What to do:
Beginning with the line containing "indicate: broad green leaf" and ending with the last line of the records, set down every line exactly.

Material for this exercise:

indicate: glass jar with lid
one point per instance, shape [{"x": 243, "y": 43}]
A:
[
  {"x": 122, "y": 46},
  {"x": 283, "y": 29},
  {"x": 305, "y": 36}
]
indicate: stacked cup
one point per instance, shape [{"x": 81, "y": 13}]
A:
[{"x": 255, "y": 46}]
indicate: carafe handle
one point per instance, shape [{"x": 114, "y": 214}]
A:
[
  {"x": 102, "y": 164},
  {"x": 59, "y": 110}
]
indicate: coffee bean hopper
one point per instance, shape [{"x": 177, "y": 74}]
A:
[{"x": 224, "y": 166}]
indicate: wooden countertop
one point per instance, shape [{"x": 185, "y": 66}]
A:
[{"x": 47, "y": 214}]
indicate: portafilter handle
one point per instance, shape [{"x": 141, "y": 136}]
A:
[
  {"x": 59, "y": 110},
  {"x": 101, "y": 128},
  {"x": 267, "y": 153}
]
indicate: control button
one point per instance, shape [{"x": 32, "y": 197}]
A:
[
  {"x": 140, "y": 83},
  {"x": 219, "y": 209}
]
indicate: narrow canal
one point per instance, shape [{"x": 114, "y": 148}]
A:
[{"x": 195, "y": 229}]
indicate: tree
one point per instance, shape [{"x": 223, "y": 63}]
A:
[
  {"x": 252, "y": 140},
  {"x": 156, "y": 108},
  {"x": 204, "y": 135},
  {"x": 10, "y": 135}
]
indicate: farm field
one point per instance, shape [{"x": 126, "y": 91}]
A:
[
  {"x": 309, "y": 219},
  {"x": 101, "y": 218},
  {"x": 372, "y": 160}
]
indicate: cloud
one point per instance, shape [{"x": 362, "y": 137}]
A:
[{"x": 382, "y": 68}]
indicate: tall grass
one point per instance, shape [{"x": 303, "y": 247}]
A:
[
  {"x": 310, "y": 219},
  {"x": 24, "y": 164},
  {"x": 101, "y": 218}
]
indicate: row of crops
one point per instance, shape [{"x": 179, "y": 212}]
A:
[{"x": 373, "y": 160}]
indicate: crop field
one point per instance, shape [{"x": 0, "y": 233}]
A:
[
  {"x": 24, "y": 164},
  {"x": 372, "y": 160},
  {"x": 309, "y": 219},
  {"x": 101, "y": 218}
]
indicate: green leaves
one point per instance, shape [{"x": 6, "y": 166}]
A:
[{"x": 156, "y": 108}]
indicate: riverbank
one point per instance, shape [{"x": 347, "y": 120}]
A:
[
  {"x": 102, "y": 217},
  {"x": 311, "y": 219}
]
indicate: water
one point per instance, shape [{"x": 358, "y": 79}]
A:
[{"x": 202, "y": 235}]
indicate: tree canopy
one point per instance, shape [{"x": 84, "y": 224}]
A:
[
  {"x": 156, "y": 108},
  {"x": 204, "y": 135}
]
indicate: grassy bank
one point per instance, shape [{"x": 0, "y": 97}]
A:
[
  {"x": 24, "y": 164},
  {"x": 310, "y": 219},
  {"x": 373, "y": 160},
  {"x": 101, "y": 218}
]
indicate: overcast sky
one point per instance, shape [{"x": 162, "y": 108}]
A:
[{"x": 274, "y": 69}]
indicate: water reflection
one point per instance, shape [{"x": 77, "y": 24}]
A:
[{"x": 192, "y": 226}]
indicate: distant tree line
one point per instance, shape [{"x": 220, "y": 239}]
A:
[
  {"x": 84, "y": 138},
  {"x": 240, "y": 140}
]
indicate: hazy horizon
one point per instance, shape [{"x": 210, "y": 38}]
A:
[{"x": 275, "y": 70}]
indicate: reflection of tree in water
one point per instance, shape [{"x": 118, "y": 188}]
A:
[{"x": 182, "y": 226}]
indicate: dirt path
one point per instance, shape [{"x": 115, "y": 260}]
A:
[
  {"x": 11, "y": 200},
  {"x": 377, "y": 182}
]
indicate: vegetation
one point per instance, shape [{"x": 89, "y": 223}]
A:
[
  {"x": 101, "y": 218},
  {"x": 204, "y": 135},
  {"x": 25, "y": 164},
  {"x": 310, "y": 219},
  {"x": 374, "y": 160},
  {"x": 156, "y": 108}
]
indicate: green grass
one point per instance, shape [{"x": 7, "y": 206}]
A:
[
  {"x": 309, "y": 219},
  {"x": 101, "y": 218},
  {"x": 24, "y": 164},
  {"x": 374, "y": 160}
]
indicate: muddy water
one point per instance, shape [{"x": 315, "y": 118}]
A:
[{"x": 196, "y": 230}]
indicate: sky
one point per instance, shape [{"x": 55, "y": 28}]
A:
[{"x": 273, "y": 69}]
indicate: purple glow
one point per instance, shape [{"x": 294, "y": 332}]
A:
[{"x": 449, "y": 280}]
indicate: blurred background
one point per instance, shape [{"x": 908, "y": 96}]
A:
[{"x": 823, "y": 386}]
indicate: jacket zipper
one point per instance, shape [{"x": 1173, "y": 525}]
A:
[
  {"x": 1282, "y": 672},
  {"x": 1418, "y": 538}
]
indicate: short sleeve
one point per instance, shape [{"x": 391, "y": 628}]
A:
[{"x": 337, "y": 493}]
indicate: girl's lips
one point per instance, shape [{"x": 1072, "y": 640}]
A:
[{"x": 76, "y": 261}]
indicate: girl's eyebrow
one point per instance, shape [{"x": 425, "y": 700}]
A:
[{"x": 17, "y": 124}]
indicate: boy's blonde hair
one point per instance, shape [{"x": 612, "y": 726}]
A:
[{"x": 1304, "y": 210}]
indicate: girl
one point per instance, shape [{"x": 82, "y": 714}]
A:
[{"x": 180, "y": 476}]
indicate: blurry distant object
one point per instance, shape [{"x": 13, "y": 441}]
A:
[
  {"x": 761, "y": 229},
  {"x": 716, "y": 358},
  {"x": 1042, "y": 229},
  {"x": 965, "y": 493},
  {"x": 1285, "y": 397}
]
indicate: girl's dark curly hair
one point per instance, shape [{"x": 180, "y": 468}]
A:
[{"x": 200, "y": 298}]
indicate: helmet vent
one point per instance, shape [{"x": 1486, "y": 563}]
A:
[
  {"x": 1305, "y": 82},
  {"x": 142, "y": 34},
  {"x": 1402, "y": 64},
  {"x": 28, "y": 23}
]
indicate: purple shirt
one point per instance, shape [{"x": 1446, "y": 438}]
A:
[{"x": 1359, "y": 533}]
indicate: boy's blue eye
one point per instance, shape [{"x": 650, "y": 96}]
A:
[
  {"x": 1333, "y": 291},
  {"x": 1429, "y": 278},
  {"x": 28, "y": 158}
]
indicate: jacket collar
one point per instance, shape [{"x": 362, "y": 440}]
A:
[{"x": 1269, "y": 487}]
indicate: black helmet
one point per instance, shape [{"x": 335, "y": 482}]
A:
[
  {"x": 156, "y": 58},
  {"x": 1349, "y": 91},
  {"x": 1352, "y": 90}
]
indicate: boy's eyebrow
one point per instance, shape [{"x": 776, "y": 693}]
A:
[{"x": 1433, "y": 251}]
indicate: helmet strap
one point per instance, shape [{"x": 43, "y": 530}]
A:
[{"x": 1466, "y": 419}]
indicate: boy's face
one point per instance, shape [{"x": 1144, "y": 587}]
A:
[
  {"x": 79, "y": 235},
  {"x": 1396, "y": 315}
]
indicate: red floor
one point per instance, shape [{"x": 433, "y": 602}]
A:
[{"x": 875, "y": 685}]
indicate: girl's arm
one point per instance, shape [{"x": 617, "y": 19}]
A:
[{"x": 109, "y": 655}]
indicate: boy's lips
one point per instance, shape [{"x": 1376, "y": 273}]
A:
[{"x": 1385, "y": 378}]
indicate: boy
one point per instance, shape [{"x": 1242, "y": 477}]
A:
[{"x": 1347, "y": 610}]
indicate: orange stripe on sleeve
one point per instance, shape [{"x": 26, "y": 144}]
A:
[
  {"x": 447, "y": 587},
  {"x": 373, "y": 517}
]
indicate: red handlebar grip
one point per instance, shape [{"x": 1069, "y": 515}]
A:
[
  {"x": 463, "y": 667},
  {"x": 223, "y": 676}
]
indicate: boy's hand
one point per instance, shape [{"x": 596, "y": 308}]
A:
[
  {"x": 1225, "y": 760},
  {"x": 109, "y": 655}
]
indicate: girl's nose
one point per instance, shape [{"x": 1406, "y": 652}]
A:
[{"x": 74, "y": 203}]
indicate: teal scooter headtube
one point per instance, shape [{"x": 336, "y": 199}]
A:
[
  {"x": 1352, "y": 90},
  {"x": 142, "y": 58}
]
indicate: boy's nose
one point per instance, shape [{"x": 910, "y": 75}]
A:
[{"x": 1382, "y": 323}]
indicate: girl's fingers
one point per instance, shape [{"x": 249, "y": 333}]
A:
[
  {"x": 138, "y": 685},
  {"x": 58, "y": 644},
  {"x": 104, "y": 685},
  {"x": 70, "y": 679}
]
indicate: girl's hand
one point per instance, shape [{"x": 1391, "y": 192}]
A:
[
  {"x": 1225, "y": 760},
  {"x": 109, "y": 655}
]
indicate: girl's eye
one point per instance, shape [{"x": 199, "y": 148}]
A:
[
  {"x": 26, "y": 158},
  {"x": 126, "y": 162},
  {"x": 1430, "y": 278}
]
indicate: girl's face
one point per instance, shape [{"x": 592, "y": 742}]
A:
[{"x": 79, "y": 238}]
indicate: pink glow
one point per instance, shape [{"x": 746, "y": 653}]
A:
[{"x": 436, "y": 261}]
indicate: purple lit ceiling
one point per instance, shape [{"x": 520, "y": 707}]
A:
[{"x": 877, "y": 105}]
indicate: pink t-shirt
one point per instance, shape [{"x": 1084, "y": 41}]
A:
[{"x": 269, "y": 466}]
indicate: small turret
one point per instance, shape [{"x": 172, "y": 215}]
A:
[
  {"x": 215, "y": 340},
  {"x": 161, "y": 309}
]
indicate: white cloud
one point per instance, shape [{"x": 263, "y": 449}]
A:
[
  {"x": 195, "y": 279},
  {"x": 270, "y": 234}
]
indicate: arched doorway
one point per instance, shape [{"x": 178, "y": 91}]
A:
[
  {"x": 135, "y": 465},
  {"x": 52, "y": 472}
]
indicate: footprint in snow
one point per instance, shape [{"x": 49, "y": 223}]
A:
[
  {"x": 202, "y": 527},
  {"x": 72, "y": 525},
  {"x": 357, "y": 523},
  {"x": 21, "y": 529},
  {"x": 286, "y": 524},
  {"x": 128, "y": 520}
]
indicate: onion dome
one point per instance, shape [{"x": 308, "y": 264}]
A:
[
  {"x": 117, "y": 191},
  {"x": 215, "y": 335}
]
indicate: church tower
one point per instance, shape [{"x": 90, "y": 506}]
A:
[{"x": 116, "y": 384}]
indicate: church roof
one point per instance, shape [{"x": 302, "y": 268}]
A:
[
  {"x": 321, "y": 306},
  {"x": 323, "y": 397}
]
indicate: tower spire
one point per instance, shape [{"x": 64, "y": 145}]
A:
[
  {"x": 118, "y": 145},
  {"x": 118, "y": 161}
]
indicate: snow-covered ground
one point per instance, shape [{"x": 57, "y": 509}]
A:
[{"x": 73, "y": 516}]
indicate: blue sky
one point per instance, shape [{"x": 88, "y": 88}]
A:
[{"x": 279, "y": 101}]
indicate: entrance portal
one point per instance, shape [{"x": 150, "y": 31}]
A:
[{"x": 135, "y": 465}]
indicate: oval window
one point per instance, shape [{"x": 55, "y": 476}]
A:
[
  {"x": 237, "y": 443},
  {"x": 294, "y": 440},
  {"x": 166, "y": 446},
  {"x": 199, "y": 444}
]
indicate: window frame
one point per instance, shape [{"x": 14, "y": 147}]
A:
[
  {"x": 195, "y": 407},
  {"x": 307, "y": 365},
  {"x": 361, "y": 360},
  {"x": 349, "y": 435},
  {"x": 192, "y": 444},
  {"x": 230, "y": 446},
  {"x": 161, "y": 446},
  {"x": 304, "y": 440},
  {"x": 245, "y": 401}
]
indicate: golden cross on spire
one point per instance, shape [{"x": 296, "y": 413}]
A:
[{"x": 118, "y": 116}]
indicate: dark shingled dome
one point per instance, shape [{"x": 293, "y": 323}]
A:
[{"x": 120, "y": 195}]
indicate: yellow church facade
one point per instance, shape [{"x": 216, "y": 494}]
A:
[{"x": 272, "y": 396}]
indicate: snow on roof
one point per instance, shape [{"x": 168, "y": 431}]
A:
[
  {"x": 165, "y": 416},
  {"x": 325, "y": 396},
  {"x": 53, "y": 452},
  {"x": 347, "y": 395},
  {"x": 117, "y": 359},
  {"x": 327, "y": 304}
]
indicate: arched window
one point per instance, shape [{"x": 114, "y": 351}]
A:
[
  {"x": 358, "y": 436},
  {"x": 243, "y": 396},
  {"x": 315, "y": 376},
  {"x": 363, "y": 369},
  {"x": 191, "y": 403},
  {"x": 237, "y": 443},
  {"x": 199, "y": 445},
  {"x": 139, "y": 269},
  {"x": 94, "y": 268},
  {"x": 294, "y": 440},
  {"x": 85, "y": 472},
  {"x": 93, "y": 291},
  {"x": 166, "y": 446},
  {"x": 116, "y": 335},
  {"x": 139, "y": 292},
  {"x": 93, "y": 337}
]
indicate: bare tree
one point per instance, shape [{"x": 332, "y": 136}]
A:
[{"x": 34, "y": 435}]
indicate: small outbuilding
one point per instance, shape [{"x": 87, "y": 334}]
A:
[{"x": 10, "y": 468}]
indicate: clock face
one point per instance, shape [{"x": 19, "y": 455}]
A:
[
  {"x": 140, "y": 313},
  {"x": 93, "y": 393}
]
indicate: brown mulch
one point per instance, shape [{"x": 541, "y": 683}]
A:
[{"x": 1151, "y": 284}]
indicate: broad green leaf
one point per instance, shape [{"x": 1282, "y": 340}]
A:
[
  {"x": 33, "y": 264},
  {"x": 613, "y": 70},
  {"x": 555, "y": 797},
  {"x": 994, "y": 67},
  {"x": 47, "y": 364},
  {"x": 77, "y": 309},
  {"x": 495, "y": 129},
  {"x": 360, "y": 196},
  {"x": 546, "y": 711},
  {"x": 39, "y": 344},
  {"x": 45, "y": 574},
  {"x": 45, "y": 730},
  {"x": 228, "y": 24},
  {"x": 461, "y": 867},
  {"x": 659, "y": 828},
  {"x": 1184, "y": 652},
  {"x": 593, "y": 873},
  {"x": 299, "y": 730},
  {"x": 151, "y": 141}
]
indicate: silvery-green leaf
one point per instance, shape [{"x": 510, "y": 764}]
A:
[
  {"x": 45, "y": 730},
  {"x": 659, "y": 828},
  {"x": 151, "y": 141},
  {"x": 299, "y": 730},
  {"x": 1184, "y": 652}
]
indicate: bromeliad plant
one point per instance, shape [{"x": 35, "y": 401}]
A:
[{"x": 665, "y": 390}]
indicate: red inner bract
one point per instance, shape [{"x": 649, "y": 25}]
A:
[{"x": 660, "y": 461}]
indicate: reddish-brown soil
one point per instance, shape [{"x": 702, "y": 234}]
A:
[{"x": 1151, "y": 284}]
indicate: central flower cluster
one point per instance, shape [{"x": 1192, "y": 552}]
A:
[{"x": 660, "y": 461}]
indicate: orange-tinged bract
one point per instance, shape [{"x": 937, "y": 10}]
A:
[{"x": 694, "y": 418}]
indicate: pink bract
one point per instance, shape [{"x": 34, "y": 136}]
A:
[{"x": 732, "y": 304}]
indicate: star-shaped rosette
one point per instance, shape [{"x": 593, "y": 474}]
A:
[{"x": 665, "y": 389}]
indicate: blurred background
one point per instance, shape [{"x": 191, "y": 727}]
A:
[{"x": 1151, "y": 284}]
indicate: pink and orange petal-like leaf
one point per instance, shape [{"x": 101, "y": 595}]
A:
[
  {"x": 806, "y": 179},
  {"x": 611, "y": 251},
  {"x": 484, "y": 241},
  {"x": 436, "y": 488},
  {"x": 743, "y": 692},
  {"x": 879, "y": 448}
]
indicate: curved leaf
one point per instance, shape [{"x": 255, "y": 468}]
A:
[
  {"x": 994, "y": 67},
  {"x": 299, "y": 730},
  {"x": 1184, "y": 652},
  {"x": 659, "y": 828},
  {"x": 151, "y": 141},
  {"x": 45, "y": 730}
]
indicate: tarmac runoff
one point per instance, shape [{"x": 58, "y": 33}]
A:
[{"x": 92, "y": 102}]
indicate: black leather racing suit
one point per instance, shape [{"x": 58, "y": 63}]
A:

Result:
indicate: broad green leaf
one point per instance, shape [{"x": 1282, "y": 340}]
A:
[
  {"x": 33, "y": 264},
  {"x": 613, "y": 70},
  {"x": 555, "y": 797},
  {"x": 994, "y": 67},
  {"x": 47, "y": 364},
  {"x": 77, "y": 309},
  {"x": 495, "y": 129},
  {"x": 360, "y": 196},
  {"x": 546, "y": 711},
  {"x": 39, "y": 344},
  {"x": 45, "y": 574},
  {"x": 45, "y": 730},
  {"x": 228, "y": 24},
  {"x": 461, "y": 867},
  {"x": 659, "y": 828},
  {"x": 1184, "y": 652},
  {"x": 593, "y": 873},
  {"x": 299, "y": 730},
  {"x": 151, "y": 141}
]
indicate: silvery-green leaf
one point per instance, shape [{"x": 510, "y": 764}]
A:
[
  {"x": 45, "y": 730},
  {"x": 659, "y": 828},
  {"x": 151, "y": 141},
  {"x": 299, "y": 730},
  {"x": 1184, "y": 652}
]
indicate: bromeliad plant
one point per instance, shape [{"x": 35, "y": 401}]
A:
[{"x": 665, "y": 390}]
indicate: red inner bract
one point per instance, shape [{"x": 649, "y": 25}]
A:
[{"x": 660, "y": 461}]
indicate: reddish-brown soil
one point per instance, shape [{"x": 702, "y": 234}]
A:
[{"x": 1151, "y": 284}]
indicate: central flower cluster
one point per instance, shape [{"x": 1192, "y": 552}]
A:
[{"x": 660, "y": 461}]
indicate: orange-tinged bract
one point per instance, shape [{"x": 937, "y": 10}]
A:
[{"x": 694, "y": 418}]
indicate: pink bract
one point per instance, shape [{"x": 34, "y": 136}]
A:
[{"x": 732, "y": 304}]
indicate: star-shaped rosette
one point per instance, shape [{"x": 593, "y": 474}]
A:
[{"x": 665, "y": 389}]
indicate: blurred background
one point per instance, shape [{"x": 191, "y": 727}]
A:
[{"x": 1151, "y": 284}]
indicate: pink and orange petal-like leaf
one point per instance, shape [{"x": 101, "y": 595}]
A:
[
  {"x": 806, "y": 179},
  {"x": 611, "y": 251},
  {"x": 484, "y": 241},
  {"x": 436, "y": 488},
  {"x": 743, "y": 692},
  {"x": 879, "y": 448}
]
indicate: curved leaf
one point per instance, shape [{"x": 255, "y": 468}]
A:
[
  {"x": 994, "y": 67},
  {"x": 299, "y": 730},
  {"x": 1184, "y": 652},
  {"x": 659, "y": 828},
  {"x": 151, "y": 141},
  {"x": 45, "y": 730}
]
indicate: tarmac runoff
one point per instance, shape [{"x": 58, "y": 33}]
A:
[{"x": 92, "y": 102}]
indicate: black leather racing suit
one point per instance, shape [{"x": 58, "y": 63}]
A:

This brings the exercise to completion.